* **GIVEN TEXT**:
.....

Thursday, August 03, 2006

influenza

I have the ‘flu. There’s something sadly woeful about having a head filled with snot, a puffy, pale face, aches and pains, glazed eyeballs and a hacking cough.

Yesterday I felt so bloody sorry for myself.

It all started at Dischem. On trying to furtively and distractedly search for Med Lemon Original. Swabbing my sweaty brow whilst combing the shelves like an A-type personality gone psycho, I couldn’t find it. And had to settle for Med Lemon Berry Concoction-Uncharacteristically-Bad-Tasting-Not-Cool stuff instead.
I almost started crying. Then I couldn’t find the Corenza C either. Had I gone blind? And, in my sorry state, didn’t feel like making small talk with the assistant because the last time I was there I was as equally irate after being the last person on Earth to find out that Nivea Shimmering Body Lotion had been pulled from the shelves. There was a scene. I took the news like Carol the Cow takes the news of taking a vacation at the abattoir. Not well. I grabbed some Cal-C-Vita instead, and got the fuck outta there.

.....

Dataset entries

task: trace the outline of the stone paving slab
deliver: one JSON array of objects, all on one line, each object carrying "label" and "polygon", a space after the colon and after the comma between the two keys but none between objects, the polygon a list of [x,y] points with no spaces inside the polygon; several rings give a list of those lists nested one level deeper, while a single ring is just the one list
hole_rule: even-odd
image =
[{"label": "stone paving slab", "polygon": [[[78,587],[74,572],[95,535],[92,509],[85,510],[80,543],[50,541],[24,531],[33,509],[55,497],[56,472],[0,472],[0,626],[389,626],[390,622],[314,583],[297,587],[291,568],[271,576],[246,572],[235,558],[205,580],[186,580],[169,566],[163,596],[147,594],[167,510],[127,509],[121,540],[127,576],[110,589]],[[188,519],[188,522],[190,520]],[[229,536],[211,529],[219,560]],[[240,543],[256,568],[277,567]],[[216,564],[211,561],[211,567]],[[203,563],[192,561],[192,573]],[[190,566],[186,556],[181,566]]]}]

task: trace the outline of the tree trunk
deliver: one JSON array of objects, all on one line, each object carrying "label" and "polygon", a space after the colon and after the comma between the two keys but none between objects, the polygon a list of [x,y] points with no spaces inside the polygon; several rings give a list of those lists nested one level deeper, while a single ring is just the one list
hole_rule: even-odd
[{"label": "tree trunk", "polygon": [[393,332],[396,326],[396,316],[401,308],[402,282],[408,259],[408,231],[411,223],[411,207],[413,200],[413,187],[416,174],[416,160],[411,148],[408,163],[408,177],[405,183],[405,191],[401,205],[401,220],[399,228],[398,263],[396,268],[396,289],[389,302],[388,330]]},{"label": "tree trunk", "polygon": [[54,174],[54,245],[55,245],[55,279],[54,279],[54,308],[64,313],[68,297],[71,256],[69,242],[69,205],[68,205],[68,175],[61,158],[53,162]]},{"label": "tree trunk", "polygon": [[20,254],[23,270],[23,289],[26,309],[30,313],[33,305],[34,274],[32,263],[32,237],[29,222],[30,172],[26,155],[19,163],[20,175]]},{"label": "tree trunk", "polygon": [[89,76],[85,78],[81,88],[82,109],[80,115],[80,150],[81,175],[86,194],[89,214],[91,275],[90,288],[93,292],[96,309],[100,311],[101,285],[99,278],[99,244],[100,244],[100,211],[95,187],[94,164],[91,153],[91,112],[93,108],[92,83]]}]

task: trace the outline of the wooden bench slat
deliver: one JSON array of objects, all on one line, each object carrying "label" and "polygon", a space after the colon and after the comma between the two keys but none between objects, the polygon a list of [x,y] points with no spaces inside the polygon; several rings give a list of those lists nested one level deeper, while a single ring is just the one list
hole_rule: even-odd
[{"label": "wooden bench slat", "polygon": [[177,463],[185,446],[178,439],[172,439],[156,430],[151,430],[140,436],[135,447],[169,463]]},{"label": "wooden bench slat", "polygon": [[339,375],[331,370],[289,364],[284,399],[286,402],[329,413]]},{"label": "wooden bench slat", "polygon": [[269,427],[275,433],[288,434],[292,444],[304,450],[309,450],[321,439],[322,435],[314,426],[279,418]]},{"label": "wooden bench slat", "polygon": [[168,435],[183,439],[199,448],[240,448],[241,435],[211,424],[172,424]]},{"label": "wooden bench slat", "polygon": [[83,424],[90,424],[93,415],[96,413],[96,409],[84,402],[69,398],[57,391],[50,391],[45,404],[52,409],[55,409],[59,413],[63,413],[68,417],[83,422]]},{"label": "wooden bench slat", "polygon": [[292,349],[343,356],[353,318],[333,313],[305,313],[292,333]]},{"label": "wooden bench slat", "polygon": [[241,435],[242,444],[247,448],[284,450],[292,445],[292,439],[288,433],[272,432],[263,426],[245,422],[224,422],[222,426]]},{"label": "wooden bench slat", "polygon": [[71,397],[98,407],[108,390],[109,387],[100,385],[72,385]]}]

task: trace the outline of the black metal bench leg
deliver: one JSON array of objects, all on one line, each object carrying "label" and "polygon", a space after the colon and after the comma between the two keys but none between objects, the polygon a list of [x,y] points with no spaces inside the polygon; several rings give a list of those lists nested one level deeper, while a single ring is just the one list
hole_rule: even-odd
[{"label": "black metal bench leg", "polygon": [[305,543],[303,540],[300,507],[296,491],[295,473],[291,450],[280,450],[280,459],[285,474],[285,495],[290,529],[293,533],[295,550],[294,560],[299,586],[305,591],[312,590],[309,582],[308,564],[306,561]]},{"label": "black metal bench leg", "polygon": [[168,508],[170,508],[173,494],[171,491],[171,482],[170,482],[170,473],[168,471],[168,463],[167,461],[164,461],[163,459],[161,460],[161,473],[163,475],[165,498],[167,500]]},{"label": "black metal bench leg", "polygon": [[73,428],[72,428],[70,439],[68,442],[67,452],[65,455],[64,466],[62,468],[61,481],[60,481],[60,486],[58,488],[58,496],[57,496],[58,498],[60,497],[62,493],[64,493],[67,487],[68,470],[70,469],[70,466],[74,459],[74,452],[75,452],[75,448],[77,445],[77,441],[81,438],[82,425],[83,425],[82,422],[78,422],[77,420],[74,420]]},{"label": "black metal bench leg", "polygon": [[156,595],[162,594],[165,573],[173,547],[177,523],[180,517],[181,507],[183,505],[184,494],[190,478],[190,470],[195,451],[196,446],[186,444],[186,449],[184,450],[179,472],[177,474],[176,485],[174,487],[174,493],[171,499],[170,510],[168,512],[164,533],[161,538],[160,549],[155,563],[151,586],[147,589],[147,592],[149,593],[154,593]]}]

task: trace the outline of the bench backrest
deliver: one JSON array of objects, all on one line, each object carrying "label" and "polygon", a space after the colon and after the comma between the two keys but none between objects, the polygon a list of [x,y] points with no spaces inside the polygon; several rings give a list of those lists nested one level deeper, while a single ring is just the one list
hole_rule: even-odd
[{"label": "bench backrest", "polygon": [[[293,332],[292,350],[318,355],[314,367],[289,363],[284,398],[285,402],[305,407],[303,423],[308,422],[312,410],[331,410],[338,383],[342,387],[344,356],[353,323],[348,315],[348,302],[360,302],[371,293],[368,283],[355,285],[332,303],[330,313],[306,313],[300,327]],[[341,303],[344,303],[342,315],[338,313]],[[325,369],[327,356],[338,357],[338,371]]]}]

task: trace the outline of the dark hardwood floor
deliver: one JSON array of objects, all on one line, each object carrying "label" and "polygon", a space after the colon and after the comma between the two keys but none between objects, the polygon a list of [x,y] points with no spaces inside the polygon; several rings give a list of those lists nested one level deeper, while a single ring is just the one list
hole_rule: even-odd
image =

.....

Pick up the blog post about having the flu after its last sentence and write what comes next.

* **ANSWER BELOW**:
I wanted my mum. To mop my brow from the existing and unsightly sweat brewing on it, feed me hot broth and tell me I’m the most amazing child ever to be conceived. Instead, I had to settle for the euphemistically soothing sounds of Elana Africa deejaying from the balmy shores of Zanzibar blaring from my radio as I fitfully slept and worried about the four major stories I need to submit before Monday next week.

I hate staying home because I’m sick. Usually, even if my arm is barely dragging behind my body from a thread – God forbid – or I have contracted an untimely and inconvenient bout of leprosy, I’d rather go to work with it. Seriously. I feel like I’m missing out and wasting an entire day moping around. So, high on Med Lemon Berry Blast, I refolded all my clothes in my cupboard. When I say refolded, I actually mean folded for the first time. Most of my clothes from over the last month are at the bottom of the cupboard covering my shoes, or on chairs, in suitcases, on my bed, hanging from the roof. Then I put the ones I don’t wear anymore into a bag ready to deliver to the cleaning-genius hands that are our maid Pretty’s.

I ate nine Zoo biscuits, made hot, yet disappointingly bland vichyssoise soup, only to pass out in a pool of sweat and delirium. Healthy.

All while it rained and howled with wind outside, what is to be the start of August in Johannesburg. The month where we supposedly slip into Spring, while leaves blow hot and cold everywhere. I’m unconvinced.

23 comments:

muddlepuddle said...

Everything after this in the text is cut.